--- START RECORD EXTRACTS ---

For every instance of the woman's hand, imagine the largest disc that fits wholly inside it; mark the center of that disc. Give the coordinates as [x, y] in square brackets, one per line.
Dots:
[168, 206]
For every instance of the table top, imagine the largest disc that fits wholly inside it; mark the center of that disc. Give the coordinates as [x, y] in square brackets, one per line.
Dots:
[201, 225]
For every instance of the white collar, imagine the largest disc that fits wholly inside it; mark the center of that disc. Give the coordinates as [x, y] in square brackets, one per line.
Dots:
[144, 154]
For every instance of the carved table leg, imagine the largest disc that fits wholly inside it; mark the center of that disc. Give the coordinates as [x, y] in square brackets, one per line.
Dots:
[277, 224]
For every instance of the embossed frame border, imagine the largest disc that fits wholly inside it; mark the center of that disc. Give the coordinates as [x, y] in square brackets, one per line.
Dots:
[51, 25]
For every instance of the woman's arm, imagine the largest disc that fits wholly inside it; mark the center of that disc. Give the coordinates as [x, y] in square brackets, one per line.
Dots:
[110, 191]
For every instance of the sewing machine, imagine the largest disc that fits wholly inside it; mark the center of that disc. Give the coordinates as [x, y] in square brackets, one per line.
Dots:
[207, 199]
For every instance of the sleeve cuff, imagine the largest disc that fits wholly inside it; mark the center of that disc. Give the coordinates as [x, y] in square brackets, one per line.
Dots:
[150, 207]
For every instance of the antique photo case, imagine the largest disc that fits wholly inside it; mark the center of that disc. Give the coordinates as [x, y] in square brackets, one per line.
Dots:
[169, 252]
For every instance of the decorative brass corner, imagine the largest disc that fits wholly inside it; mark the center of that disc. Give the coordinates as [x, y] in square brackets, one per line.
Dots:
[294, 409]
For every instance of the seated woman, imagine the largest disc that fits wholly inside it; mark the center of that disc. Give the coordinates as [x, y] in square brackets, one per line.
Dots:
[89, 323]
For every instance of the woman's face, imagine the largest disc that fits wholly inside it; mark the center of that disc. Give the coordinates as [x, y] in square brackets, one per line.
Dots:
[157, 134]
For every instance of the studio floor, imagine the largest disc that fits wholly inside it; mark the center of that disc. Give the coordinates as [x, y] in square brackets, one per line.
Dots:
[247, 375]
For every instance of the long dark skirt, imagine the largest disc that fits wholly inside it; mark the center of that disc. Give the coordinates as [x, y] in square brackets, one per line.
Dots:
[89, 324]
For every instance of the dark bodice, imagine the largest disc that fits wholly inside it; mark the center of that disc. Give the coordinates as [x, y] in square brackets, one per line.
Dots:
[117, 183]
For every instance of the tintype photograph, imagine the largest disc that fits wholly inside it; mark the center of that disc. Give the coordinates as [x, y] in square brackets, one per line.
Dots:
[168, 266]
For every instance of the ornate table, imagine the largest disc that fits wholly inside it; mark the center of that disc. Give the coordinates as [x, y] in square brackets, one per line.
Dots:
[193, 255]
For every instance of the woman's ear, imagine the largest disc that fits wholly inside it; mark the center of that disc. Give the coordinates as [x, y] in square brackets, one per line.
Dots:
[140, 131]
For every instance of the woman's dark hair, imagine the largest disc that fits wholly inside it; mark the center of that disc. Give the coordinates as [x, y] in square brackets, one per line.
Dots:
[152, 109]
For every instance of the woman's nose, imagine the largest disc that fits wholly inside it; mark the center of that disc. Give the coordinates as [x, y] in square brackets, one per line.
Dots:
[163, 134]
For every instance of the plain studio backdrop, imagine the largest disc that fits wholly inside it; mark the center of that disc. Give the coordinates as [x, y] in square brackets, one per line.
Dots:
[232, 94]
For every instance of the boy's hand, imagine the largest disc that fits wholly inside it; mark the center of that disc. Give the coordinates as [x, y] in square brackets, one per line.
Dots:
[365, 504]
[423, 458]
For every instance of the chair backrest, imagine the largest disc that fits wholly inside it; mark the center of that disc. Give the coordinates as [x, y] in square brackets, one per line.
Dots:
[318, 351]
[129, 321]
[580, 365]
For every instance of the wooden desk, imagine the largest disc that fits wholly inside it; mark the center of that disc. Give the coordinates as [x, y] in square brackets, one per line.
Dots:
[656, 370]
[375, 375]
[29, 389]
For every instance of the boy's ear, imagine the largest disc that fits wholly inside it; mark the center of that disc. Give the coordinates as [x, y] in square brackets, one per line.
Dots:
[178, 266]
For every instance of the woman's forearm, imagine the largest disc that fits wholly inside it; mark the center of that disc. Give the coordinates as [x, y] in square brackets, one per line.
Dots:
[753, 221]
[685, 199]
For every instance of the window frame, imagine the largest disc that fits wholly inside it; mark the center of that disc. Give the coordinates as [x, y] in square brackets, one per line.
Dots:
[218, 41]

--- END RECORD EXTRACTS ---

* **WHAT TO PRODUCE**
Every record should be given again exactly.

* **EXERCISE SOLUTION**
For every instance of the woman's hand, imagine the largest disc that fits wholly inside it; mark the center of that disc. Give the coordinates as [x, y] in square brackets, one per line.
Dots:
[168, 206]
For every instance of the table top, imagine the largest disc that fits wholly inside it; mark the center of that disc. Give the coordinates as [x, y] in square brackets, one per line.
Dots:
[201, 225]
For every instance of the white collar, imagine the largest disc that fits wholly inside it; mark the center of that disc. Give the coordinates as [x, y] in square brackets, one per line.
Dots:
[144, 154]
For every instance of the carved table leg, imagine the largest disc that fits wholly inside it; mark the center of that disc. Give the coordinates as [x, y] in square brackets, one per line.
Dots:
[277, 224]
For every instance of the embossed frame border, imagine the largest disc that fits wholly inside it; mark the center of that disc. Give the coordinates as [x, y] in square brackets, one per line.
Dots:
[51, 25]
For every instance of the woman's arm, imagine the largest disc that fits wholly inside it; mark the center of that disc. Give the coordinates as [x, y] in square brackets, one per line.
Dots:
[110, 191]
For every instance of the sewing machine, imagine the largest disc that fits wholly inside it; mark the center of that disc. Give the coordinates as [x, y] in square brackets, one per line.
Dots:
[207, 199]
For every instance of the sleeve cuff, imagine the largest disc that fits wholly inside it; mark the center of that disc. Give the coordinates as [x, y] in square brackets, one per line.
Dots:
[150, 207]
For every instance of the antique photo case, imagine the largest disc that fits wholly inside it; mark the center of that disc. Give the coordinates as [x, y] in square brackets, one per line.
Dots:
[169, 252]
For every instance of the decorative brass corner, imagine the largest disc that fits wholly inside it; mark the center of that disc. Give the coordinates as [x, y] in square brackets, one per line.
Dots:
[294, 409]
For every instance of the seated woman, imagine the largest disc that fits wholly inside it; mark the center of that disc. Give the coordinates as [x, y] in square brackets, one per line.
Dots:
[89, 323]
For every instance of the woman's face, imagine the largest disc that fits wholly inside it; mark the center of that disc. Give the coordinates as [x, y] in square brackets, one per line.
Dots:
[157, 134]
For every instance of the studio floor, imagine the largest disc that fits wholly inside it; mark the center of that disc. Give the coordinates as [x, y] in square brackets, one per line.
Dots:
[247, 375]
For every instance of the long dark skirt, imagine the largest disc that fits wholly inside it; mark the center of that disc. Give the coordinates as [x, y] in square brackets, one per line.
Dots:
[89, 324]
For every instance of the dark bodice, imagine the largest disc that fits wholly inside it; mark the center of that disc. Give the coordinates as [x, y] in square brackets, one per line.
Dots:
[117, 183]
For every instance of the tintype photograph, imagine the largest disc that fits wholly inside it; mark the center of that disc. Give the coordinates as [x, y] in square brackets, one per line.
Dots:
[168, 266]
For every instance of the ornate table, imagine the largest disc that fits wholly inside it; mark the center of that disc. Give the coordinates as [x, y] in square brackets, one per line.
Dots:
[193, 255]
For every instance of the woman's ear, imagine the largest disc that fits wholly inside it; mark the center of that disc. Give the coordinates as [x, y] in square brackets, one per line.
Dots:
[140, 131]
For every instance of the woman's dark hair, imagine the largest disc that fits wholly inside it; mark the center of that disc. Give the coordinates as [x, y] in square brackets, one per line.
Dots:
[152, 109]
For every instance of the woman's nose, imagine the largest disc that fits wholly inside it; mark the center of that disc. Give the coordinates as [x, y] in square brackets, one per line.
Dots:
[163, 134]
For every instance of the plain studio backdrop, imagine the largest disc that fits wholly inside it; mark the center of that disc. Give the coordinates as [x, y] in square brackets, one per line.
Dots:
[232, 94]
For every instance of the boy's hand, imagine the largest disc that fits wholly inside it; mark the center of that disc. Give the coordinates as [x, y] in square brackets, one per line.
Dots:
[365, 504]
[423, 458]
For every instance of the chair backrest, imagine the largest disc that fits wholly inside it; mark the center of that disc. Give the coordinates as [x, y] in square brackets, one per line.
Dots:
[318, 351]
[129, 321]
[580, 365]
For every instance of the wooden desk, imagine the largest disc that fits wholly inside it; mark the center of that disc. Give the coordinates as [x, y] in square brackets, one per line.
Dots:
[656, 370]
[375, 375]
[29, 389]
For every instance of the boy's ear, imagine the largest disc that fits wholly inside it; mark the center of that disc. Give the coordinates as [x, y] in square brackets, one per line.
Dots:
[178, 266]
For every instance of the woman's forearm, imagine the largest disc that fits wholly inside it; mark the center of that disc. Give the coordinates as [x, y] in square brackets, one per line.
Dots:
[753, 221]
[685, 199]
For every instance of the window frame, imagine the largest disc that fits wholly inside it; mark the center of that disc. Give the coordinates as [x, y] in square brackets, one per line.
Dots:
[218, 41]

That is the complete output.